Stated exercise a — Reproduce word for word the part of the Koutoubia Mosque description starting at "Significance" and ending at "by Yaqub al-Mansur.".

Extracted text —
================

Gallery

Description

Property Name: Koutoubia Mosque
Inventory No: 212-2-2
Date of infill of the inventory form: 2008-02-29
Country (State party): Morocco
Province: Marrakesh
Town:
Geographic coordinates: 31° 37′ 27.11″ N
7° 59′ 38.33″ W
Historic Period: 12th century, 2nd half
Year of Construction: 1162
Style: Almohad
Original Use: Mosque
Current Use: Mosque
Architect: Unknown

Significance
The Almohad caliph, Abd al-Mu’min constructed two mosques at several years’ interval, the second one being immediately to the south of the first and its replica. The first mosque has now disappeared. The sanctuary of the southern mosque has T-shaped aisles. The axial nave is covered with six cuppolas and another five are positioned over the aisle of qibla. The aisles of the sanctuary are framed by lobed and festooned arches. The courtyard is flanked on its shorter sides by aisles, which extend from the sanctuary. The richly decorated minaret is over 60 m high and was completed by Yaqub al-Mansur.

================

Dataset content —
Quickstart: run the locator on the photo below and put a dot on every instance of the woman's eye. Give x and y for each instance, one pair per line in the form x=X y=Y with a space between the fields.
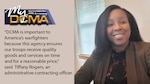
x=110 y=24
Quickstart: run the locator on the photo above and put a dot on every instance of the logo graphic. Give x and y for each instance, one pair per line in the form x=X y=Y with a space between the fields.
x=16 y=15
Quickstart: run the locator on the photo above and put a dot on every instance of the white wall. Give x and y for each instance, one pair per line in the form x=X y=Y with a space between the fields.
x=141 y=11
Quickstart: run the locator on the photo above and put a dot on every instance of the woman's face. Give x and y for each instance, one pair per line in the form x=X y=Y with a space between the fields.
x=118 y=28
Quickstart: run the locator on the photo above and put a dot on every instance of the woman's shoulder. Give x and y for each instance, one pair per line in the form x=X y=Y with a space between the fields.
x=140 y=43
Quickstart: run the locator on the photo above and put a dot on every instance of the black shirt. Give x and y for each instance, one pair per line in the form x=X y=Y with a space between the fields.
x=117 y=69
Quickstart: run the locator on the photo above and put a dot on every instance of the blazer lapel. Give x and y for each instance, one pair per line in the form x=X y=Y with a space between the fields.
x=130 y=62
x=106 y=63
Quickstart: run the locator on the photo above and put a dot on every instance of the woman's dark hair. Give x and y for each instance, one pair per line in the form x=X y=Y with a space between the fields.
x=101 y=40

================

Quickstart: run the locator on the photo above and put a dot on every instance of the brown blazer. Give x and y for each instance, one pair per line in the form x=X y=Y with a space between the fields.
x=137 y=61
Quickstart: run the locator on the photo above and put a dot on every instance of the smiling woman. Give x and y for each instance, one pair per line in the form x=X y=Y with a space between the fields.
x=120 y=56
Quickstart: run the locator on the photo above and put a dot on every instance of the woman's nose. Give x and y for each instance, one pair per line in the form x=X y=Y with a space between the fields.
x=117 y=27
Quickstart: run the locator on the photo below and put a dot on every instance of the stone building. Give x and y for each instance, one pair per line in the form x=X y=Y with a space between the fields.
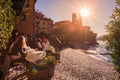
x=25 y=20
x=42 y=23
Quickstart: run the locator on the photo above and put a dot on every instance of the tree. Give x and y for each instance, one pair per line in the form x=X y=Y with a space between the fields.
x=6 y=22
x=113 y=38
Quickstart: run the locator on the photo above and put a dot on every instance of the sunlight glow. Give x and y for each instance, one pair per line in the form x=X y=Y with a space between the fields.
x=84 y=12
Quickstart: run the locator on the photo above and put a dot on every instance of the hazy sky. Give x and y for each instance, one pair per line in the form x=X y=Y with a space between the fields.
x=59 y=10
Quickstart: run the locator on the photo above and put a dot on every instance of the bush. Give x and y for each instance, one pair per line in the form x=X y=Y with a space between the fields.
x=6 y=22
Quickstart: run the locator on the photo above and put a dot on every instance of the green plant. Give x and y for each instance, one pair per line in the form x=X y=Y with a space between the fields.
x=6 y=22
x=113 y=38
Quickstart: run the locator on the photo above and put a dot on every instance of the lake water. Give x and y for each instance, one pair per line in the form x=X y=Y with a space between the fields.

================

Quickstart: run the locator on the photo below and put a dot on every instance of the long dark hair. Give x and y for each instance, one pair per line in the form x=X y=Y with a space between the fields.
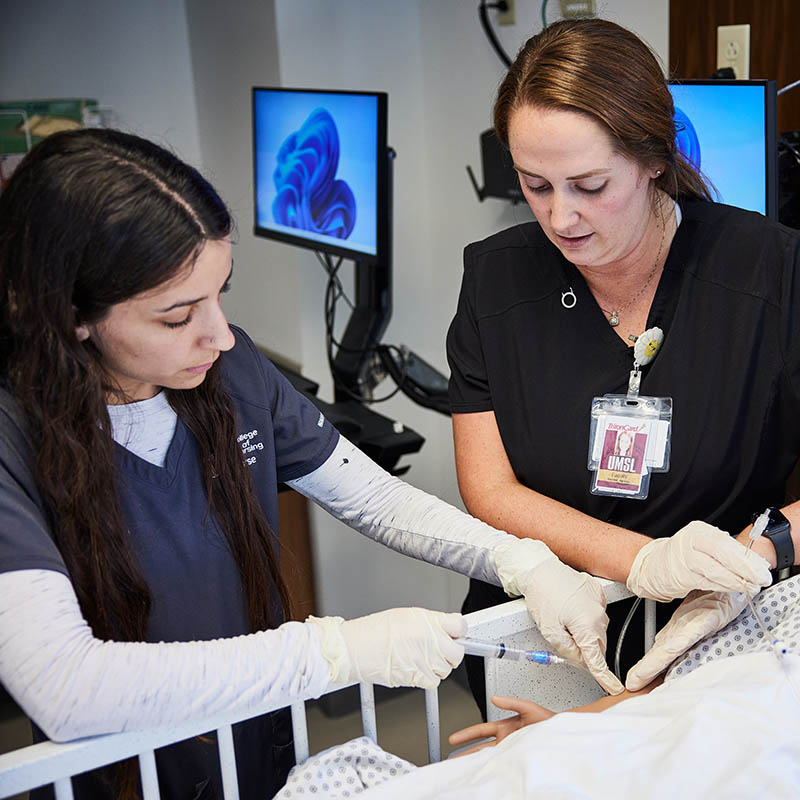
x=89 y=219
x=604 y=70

================

Stated exercise b — In the listing, update the lines starting at the one containing "of the brown" and ending at the one containing "of the lake" by replacing "locator" with "pointer", leaving everything else unchanged. Return only those lines and omit the pictures.

Problem solution a —
Significance
The Almohad caliph, Abd al-Mu’min constructed two mosques at several years’ interval, the second one being immediately to the south of the first and its replica. The first mosque has now disappeared. The sanctuary of the southern mosque has T-shaped aisles. The axial nave is covered with six cuppolas and another five are positioned over the aisle of qibla. The aisles of the sanctuary are framed by lobed and festooned arches. The courtyard is flanked on its shorter sides by aisles, which extend from the sanctuary. The richly decorated minaret is over 60 m high and was completed by Yaqub al-Mansur.

Problem solution b —
Quickstart: run the pointer on the photo above and put a dot on every instance of the brown blazer. Give x and y for each instance, one pair per line in the form x=X y=Y with a space between the fields.
x=137 y=61
Quickstart: run the pointer on the photo above and put a dot on every instance of the smiling woman. Give x and y for each instance, one pair per line in the form x=X y=Y with a space between the fields.
x=120 y=56
Quickstart: run the pointer on the photo above and put a dot on every instance of the woman's nose. Give x and y for each instance, one pair per line in the form x=X y=Y with a space between the fields.
x=117 y=27
Quickstart: run the pointer on the photo below and put a dot on every instance of the stone building. Give x and y for each instance, one pair per line in the form x=X y=Y with a space between the fields.
x=25 y=20
x=42 y=23
Quickstart: run the pointer on the photo above and put a dot on every instance of the tree. Give x and y for each instance, one pair per line in the form x=X y=Y with a space between the fields.
x=6 y=22
x=113 y=38
Quickstart: run the pointer on the photo above and put a dot on every instance of the sunlight glow. Give x and y for each instance, one pair per line in the form x=X y=Y with a space between the fields.
x=84 y=12
Quickstart: run the pointer on the photo above and put a dot on every instance of the hazy sky. Give x and y for each instance, one pair per line in the form x=X y=Y with a space between the fields.
x=59 y=10
Quickstart: run the pointer on the photo above and put a dot on every instance of the bush. Give x and y for each instance, one pair per line in the form x=X y=Y with a space between the fields.
x=6 y=22
Quickstart: run the pointer on the photo above and put a dot on every instance of the green plant. Give x and y for each instance, one pair per line in the form x=X y=Y with a space between the fields.
x=6 y=22
x=113 y=38
Quickstart: run the pointer on the photo above and put a dot on every instance of the lake water. Give x and y for each instance, one pair per line in the form x=X y=Y with a space between the fields.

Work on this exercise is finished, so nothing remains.